▸ **DATA LISTING**
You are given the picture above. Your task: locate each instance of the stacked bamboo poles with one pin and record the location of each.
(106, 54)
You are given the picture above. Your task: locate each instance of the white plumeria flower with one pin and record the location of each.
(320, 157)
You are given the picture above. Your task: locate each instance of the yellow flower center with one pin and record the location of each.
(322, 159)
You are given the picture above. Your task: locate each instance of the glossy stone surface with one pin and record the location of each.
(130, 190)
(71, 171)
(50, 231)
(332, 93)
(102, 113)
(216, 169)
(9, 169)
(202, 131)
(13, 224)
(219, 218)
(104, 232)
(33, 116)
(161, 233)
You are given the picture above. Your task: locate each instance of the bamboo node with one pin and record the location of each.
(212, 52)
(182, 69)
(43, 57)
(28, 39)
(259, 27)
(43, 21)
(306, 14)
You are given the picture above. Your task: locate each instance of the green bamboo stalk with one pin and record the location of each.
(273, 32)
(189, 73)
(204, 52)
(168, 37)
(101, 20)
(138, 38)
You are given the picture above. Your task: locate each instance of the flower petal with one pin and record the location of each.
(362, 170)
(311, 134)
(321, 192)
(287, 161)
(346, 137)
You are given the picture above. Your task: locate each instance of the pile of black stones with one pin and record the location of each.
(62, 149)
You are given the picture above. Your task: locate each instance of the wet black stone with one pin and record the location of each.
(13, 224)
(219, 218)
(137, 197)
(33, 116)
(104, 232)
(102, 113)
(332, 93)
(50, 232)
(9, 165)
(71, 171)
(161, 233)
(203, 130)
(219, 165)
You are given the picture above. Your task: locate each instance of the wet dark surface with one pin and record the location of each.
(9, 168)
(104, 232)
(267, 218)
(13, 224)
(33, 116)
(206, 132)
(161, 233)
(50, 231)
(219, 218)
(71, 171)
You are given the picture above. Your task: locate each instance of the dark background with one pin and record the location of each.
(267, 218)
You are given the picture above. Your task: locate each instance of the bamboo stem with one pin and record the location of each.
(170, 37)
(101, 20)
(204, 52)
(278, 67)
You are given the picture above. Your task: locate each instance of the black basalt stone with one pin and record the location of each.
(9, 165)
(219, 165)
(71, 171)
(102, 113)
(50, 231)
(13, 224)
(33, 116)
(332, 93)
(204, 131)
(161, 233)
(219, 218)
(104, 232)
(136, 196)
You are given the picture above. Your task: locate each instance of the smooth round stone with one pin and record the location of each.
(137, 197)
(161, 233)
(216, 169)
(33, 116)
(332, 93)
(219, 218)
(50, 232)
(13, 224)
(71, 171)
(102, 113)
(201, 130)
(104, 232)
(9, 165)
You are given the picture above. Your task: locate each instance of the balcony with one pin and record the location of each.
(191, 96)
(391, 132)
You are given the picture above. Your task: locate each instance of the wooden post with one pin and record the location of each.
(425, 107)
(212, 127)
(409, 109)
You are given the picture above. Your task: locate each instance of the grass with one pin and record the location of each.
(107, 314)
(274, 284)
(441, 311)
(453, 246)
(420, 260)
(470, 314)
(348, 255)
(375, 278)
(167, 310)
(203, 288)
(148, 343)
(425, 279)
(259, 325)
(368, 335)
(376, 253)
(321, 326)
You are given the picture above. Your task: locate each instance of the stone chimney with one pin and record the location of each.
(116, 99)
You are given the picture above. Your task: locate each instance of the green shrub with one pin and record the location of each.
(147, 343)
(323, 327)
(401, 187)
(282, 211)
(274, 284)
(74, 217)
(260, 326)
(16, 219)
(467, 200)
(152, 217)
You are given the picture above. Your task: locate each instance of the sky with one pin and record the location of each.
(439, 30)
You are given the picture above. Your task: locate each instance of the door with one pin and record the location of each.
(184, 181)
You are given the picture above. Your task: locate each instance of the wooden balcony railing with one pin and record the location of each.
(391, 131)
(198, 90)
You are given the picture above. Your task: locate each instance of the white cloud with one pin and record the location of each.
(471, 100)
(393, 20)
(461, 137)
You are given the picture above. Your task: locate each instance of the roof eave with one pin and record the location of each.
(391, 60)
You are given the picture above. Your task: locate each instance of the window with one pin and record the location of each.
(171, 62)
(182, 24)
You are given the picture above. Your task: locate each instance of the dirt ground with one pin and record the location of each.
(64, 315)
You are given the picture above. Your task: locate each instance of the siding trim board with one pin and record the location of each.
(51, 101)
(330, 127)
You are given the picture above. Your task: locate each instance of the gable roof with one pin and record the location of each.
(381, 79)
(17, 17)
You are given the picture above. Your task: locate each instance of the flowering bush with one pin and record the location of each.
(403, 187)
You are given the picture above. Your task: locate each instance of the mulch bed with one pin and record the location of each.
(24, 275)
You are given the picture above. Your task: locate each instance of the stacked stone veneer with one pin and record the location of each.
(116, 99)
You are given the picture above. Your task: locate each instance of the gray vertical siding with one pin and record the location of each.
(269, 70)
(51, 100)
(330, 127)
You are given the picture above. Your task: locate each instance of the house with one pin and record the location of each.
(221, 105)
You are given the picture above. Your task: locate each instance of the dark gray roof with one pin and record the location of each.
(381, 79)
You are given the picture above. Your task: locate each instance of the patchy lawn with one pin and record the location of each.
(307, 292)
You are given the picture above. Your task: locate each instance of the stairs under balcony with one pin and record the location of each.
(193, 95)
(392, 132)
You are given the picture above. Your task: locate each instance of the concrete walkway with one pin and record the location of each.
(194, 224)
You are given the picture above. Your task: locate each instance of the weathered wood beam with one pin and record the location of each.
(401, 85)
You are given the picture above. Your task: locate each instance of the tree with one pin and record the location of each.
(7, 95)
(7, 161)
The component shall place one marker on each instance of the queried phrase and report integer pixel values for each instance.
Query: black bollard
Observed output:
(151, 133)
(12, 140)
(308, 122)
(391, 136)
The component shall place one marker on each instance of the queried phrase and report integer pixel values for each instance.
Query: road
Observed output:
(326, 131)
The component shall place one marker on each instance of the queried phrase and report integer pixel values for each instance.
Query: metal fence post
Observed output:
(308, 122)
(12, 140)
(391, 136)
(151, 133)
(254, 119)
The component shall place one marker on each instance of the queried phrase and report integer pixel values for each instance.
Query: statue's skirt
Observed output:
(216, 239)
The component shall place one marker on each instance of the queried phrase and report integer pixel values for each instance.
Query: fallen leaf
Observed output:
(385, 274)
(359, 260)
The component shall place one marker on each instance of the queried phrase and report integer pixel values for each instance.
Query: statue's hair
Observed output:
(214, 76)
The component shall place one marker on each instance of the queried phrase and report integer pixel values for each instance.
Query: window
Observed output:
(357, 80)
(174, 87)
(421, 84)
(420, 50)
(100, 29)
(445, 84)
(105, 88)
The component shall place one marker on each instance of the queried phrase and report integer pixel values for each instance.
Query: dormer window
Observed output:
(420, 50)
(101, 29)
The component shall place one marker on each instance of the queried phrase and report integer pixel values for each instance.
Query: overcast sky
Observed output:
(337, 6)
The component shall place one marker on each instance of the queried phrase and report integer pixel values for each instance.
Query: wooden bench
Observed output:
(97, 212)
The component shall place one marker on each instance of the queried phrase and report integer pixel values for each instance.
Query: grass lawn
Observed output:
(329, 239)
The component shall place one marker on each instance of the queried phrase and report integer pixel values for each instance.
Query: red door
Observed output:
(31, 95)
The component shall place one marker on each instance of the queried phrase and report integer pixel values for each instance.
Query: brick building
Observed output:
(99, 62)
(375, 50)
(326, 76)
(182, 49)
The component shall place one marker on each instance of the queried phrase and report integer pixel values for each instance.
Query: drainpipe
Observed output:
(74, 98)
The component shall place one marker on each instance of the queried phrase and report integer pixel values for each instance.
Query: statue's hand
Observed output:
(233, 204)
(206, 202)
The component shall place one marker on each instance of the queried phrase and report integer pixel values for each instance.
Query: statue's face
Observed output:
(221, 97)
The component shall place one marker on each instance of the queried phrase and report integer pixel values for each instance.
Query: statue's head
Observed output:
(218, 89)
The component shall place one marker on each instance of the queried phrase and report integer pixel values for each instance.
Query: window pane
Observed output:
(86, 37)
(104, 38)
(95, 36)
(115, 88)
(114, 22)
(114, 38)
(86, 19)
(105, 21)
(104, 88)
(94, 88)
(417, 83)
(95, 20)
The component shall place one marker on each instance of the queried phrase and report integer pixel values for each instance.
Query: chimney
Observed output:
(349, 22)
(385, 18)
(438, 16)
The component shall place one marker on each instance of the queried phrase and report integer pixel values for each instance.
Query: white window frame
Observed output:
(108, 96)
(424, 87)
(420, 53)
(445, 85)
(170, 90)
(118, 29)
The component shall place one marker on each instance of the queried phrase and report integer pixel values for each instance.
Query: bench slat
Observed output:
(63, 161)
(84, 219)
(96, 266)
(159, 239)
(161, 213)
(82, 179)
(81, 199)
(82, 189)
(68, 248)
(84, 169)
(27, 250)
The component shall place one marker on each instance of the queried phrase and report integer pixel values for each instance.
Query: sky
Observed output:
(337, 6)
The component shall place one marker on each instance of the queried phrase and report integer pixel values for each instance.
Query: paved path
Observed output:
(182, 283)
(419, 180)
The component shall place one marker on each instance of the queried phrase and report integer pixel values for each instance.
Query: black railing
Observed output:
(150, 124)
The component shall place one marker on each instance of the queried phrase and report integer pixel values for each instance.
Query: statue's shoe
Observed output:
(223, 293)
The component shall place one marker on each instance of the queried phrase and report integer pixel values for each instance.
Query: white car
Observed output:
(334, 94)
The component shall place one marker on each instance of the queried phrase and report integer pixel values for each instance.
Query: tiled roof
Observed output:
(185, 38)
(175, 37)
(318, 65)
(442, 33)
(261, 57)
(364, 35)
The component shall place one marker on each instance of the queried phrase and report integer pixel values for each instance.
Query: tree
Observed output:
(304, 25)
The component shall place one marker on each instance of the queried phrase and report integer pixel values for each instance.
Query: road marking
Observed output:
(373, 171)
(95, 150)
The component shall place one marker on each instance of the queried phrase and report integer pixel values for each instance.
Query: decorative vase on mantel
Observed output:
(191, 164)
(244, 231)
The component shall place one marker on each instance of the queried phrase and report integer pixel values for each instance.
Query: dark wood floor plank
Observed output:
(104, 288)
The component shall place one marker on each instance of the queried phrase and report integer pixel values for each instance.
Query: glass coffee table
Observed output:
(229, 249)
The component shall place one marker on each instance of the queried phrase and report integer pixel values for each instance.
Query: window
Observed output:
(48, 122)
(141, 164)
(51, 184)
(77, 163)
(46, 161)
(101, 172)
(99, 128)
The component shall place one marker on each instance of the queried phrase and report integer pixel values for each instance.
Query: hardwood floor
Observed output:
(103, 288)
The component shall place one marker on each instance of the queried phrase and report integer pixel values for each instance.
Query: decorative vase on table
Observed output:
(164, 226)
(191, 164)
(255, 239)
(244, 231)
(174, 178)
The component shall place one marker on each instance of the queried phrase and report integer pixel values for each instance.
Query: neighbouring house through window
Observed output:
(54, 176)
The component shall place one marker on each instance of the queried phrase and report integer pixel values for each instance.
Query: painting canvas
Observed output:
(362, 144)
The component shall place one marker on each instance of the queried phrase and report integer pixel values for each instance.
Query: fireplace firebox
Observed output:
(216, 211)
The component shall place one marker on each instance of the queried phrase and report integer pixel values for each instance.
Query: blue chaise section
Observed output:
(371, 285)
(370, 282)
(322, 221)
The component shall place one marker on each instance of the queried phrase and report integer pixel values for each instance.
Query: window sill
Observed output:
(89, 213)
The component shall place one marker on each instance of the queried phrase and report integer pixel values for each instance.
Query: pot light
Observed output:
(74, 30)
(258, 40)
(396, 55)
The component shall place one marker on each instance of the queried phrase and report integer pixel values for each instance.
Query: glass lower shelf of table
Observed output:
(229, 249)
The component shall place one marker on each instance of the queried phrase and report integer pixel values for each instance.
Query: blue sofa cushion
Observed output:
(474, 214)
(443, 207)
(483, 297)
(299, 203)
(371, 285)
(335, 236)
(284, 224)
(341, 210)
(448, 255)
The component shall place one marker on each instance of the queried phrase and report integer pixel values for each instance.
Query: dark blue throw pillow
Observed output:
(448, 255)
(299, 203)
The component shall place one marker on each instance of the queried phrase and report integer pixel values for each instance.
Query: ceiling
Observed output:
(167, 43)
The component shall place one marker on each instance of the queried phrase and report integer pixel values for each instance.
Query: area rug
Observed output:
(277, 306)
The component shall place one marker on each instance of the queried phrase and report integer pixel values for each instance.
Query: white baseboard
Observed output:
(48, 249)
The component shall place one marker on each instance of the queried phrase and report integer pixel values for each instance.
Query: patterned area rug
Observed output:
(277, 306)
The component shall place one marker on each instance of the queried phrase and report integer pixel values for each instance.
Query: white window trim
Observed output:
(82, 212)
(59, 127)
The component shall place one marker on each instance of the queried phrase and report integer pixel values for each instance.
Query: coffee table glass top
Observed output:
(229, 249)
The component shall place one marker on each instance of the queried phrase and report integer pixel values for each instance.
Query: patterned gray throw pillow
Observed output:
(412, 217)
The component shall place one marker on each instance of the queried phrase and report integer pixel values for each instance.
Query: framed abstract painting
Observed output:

▸ **WHAT YOU ARE ASKED TO DO**
Collect every line of the records above that contains the word "bench", and reproduce each such line in full.

▸ **WRITTEN SOLUTION**
Query: wooden bench
Query: bench slat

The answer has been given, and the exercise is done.